Exercise description ->
The lines to copy are those holding the string "looks" in the entries below.

Records contained in a dataset ->
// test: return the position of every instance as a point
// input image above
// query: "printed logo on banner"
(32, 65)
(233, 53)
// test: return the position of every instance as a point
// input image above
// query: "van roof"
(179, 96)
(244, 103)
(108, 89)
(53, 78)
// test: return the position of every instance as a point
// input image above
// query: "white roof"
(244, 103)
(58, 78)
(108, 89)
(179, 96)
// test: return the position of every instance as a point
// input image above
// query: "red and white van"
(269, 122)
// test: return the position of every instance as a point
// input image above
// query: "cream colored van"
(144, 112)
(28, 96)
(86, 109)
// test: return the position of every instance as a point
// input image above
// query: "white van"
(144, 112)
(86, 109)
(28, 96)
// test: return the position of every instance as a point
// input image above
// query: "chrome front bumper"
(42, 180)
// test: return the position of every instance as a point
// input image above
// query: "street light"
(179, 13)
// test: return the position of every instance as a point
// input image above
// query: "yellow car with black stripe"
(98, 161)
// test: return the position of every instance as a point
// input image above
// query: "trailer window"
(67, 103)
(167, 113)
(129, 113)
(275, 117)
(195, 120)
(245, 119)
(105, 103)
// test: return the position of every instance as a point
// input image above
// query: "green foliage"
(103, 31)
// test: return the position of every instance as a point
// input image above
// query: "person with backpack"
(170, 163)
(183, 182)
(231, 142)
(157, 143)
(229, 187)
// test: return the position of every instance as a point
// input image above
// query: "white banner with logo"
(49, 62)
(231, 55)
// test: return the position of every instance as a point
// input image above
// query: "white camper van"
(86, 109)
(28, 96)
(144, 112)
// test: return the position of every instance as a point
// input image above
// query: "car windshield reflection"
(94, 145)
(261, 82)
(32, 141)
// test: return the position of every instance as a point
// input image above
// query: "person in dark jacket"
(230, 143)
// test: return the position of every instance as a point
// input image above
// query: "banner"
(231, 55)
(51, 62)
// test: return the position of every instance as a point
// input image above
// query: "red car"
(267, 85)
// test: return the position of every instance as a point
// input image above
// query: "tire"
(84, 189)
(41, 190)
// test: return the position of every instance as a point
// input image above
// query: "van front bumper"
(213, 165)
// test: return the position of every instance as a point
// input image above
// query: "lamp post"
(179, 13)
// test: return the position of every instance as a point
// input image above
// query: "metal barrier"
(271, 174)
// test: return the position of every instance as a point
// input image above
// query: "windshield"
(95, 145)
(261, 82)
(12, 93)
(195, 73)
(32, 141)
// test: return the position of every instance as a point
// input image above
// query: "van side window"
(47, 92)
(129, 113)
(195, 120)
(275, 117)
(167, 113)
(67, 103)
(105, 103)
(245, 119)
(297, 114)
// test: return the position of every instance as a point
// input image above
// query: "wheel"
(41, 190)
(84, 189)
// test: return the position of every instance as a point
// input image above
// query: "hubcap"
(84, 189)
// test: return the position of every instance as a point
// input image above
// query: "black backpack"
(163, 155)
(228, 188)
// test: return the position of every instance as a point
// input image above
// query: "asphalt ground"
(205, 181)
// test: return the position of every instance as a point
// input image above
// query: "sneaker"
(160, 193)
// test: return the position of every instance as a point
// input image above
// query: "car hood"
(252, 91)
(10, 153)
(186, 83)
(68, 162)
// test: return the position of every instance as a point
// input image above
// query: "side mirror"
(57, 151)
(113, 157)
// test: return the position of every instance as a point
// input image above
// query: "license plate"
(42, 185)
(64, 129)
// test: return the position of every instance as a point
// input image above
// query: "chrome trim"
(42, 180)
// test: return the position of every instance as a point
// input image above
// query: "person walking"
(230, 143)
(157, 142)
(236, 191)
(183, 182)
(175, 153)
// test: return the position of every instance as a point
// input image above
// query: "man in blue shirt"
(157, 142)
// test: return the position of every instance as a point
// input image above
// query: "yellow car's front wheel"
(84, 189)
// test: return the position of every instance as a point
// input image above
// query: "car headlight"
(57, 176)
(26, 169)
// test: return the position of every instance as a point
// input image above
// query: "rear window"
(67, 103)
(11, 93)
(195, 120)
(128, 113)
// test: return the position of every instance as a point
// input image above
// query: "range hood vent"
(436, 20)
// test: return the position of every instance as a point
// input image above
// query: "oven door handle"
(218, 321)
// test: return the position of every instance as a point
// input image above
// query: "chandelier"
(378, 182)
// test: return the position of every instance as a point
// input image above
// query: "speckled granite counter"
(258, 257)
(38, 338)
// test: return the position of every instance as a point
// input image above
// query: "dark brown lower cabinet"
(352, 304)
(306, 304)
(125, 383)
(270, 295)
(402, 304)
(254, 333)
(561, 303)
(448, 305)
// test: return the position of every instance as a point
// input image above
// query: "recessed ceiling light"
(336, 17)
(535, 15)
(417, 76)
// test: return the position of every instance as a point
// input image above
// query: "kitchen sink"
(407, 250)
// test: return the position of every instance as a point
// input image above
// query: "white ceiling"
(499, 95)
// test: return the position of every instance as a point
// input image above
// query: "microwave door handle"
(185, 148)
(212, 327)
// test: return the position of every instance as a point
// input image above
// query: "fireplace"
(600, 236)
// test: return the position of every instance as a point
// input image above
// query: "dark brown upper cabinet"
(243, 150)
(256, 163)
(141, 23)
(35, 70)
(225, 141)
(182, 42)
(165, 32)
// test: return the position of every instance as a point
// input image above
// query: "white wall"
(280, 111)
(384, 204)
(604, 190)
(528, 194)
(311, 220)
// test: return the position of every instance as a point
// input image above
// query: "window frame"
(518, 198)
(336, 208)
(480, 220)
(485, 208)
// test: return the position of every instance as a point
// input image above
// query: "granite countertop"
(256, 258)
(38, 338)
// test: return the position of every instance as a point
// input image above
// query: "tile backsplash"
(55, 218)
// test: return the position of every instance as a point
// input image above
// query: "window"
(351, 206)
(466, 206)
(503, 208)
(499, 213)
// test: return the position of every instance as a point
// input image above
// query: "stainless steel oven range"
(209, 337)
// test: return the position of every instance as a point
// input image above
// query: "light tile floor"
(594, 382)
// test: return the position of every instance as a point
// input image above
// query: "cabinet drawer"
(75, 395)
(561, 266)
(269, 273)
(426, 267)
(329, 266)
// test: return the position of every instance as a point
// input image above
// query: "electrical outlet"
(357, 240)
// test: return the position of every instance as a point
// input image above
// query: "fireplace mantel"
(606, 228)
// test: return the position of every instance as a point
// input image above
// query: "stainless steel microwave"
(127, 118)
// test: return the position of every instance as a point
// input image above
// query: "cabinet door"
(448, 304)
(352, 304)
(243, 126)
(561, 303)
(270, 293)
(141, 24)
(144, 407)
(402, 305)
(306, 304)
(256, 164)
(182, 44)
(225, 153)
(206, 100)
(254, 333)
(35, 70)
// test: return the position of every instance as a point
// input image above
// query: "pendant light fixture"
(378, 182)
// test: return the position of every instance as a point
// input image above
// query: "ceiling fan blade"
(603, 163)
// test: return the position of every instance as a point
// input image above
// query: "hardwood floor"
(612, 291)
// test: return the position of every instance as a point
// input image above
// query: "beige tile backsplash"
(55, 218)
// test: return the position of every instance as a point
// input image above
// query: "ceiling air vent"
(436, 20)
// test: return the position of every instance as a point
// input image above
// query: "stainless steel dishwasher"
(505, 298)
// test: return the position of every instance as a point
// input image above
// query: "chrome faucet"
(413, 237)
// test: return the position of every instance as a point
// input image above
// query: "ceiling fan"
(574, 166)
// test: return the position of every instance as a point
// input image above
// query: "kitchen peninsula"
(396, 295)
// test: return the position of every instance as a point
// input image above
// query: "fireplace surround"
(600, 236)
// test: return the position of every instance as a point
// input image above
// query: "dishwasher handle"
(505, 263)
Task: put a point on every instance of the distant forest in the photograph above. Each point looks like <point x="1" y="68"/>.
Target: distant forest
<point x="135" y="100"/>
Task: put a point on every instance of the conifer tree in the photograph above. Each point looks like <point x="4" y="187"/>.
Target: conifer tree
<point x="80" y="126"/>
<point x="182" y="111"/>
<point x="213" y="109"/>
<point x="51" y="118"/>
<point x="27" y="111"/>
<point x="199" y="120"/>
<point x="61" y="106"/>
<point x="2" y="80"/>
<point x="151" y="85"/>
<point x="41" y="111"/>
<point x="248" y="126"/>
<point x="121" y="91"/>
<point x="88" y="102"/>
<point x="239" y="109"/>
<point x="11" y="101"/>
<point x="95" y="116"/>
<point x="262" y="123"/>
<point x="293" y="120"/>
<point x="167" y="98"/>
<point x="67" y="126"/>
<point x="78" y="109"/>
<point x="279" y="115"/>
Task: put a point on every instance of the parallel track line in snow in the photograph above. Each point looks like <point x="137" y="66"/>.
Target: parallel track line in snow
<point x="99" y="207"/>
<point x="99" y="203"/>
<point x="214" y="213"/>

Response to this task ->
Task: put a point on every instance of the distant forest in the photograph above. Each point looks like <point x="1" y="68"/>.
Task: put a point on every instance of the conifer tree in the photograph above. Each point looks like <point x="4" y="187"/>.
Task: put a point on every instance of the parallel track line in snow in the photograph above. Each point looks like <point x="137" y="66"/>.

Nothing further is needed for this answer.